* SÉLECTION

Ceci démontre bien cela. Les cendres ne sont pas un corps humain. Et le matérialiste que je suis, qui considère que tout est matière tout en mettant en avant la primauté de l’esprit, voit dans cette qualification juridique une contradiction qui peut évidemment se comprendre : on parle respect (dimension morale), dignité (dimension éthique voire morale), décence (aspect éthique), mais aussi psychologie (la valeur sentimentale liée au défunt).

Les cendres issues de la crémation d’un défunt n’avaient qu’une valeur sentimentale jusqu’à il y a quelques années. Depuis la loi funéraire du 19 décembre 2008, les cendres ont acquis une valeur juridique : elles sont dorénavant considérées comme un « corps ». On insiste donc sur le respect dû à la personne : le « corps d’une personne décédée ». Il s’agit du respect de la personnalité du défunt.

■ Le respect

… Il est nécessaire de tenir compte des facteurs culturels, sociaux, juridiques et économiques, ainsi que de leur rôle dans la production d’espaces jugés appropriés pour la mort, la dispersion des cendres et le souvenir. En France, le respect est défini par l’article 16-1 du Code civil : « Chacun a droit au respect de son corps. Le corps humain est inviolable. Le corps humain, ses éléments et ses produits ne peuvent faire l’objet d’un droit patrimonial. »

Il est complété par l’article 16-1-1 : « Le respect dû au corps humain ne cesse pas avec la mort. Les restes des personnes décédées, y compris les cendres de celles dont le corps a donné lieu à crémation, doivent être traités avec respect, dignité et décence. » Un défunt en urne bénéficie des mêmes droits et des mêmes protections qu’un défunt en cercueil.

Enfin, la définition du respect est complétée par la loi de 2008, dont certains articles manquent de cohérence pour prendre en compte à la fois les urnes et les cercueils, ou au contraire les distinguer.

* EXERCICE PROPOSÉ 1
D'après la sélection, quelle loi a conféré aux cendres une valeur juridique ?
* EXERCICE PROPOSÉ 2
Recopiez le passage de la sélection compris entre « Enfin, la définition » et « contraire les distinguer. », ces deux extraits inclus.
Le matériel présenté ci-dessous ne joue aucun rôle ici.

* EXTRAITS DU MATÉRIEL
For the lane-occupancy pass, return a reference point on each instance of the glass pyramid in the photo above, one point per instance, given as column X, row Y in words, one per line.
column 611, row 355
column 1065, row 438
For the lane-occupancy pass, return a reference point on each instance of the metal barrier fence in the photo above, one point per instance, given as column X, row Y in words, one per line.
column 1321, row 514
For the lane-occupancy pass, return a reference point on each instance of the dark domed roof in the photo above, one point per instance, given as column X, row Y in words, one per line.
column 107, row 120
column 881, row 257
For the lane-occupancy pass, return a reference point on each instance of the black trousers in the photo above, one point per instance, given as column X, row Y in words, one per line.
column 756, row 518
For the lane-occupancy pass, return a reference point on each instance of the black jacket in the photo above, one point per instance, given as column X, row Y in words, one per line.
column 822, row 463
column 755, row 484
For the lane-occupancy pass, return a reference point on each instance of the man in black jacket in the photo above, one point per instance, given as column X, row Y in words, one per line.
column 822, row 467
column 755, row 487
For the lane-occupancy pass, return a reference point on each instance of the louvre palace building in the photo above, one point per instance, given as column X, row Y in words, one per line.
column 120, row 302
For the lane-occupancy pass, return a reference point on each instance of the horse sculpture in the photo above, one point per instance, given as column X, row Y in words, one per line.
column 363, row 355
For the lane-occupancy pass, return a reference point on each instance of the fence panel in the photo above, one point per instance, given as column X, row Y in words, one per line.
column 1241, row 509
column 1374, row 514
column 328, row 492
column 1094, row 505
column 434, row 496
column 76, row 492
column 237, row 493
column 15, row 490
...
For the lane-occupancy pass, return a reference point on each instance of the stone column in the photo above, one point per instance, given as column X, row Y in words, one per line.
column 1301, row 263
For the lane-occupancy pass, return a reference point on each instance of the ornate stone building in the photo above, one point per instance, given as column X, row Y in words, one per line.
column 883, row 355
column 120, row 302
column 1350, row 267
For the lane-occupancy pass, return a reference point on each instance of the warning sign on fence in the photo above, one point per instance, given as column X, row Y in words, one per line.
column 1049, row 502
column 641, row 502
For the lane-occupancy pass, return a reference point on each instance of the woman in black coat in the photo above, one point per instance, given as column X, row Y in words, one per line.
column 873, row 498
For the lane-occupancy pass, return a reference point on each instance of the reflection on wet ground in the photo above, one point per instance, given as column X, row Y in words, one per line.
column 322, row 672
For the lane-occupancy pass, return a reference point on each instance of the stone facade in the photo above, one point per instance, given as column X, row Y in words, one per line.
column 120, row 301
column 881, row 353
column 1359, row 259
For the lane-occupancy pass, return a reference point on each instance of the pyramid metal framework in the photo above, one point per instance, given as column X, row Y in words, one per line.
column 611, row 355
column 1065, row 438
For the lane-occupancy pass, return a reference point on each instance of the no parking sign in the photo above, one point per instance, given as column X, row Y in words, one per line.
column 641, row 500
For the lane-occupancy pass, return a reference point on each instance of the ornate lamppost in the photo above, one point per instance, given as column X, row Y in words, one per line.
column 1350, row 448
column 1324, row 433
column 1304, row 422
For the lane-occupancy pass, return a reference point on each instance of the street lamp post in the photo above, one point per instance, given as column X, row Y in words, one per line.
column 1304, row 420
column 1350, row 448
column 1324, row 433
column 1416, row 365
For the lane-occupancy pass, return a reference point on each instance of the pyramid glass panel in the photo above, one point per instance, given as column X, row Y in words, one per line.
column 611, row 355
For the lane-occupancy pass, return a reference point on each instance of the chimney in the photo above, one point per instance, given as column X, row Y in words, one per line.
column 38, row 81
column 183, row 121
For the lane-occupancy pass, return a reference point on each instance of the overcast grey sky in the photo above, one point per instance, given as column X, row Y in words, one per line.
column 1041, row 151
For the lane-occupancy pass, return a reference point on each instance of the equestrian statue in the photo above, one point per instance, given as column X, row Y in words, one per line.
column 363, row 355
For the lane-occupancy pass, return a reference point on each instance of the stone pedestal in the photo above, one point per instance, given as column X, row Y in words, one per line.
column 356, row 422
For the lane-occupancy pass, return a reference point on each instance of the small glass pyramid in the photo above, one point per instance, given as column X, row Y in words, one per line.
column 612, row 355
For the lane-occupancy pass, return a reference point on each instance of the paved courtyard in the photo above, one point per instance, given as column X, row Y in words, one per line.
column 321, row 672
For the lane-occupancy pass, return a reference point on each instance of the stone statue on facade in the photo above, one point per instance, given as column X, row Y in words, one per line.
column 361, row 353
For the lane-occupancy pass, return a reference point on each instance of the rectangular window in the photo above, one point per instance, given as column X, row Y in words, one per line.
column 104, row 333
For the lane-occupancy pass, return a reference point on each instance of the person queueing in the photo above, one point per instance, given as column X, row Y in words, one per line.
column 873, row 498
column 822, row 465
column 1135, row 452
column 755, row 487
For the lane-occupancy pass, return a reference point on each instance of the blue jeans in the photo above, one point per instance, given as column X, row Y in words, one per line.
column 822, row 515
==
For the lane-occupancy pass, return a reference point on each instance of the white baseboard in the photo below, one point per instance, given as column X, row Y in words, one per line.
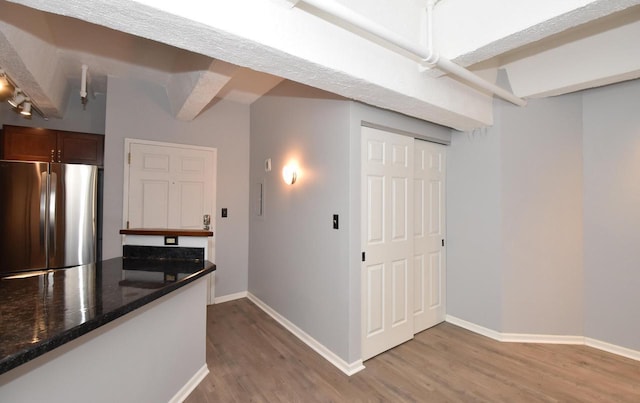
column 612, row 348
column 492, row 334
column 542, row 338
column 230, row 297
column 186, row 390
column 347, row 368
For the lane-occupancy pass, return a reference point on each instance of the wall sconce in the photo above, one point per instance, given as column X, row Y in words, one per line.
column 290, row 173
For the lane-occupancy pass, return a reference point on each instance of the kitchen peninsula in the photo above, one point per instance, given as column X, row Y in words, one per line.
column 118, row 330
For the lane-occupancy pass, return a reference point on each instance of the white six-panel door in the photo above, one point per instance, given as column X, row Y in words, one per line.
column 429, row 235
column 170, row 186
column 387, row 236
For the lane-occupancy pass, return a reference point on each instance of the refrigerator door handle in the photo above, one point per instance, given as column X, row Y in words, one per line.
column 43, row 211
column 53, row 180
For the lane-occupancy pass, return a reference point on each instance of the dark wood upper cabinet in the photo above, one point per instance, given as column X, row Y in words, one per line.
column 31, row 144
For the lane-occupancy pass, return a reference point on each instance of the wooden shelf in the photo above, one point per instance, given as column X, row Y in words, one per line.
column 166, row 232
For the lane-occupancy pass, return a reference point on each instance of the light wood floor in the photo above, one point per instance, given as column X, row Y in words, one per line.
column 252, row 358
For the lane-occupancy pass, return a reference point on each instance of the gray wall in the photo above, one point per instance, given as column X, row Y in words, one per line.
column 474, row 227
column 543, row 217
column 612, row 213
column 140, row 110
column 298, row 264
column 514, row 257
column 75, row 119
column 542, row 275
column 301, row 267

* RÉPONSE RÉDIGÉE 1
La loi funéraire du 19 décembre 2008.

* RÉPONSE RÉDIGÉE 2
Enfin, la définition du respect est complétée par la loi de 2008, dont certains articles manquent de cohérence pour prendre en compte à la fois les urnes et les cercueils, ou au contraire les distinguer.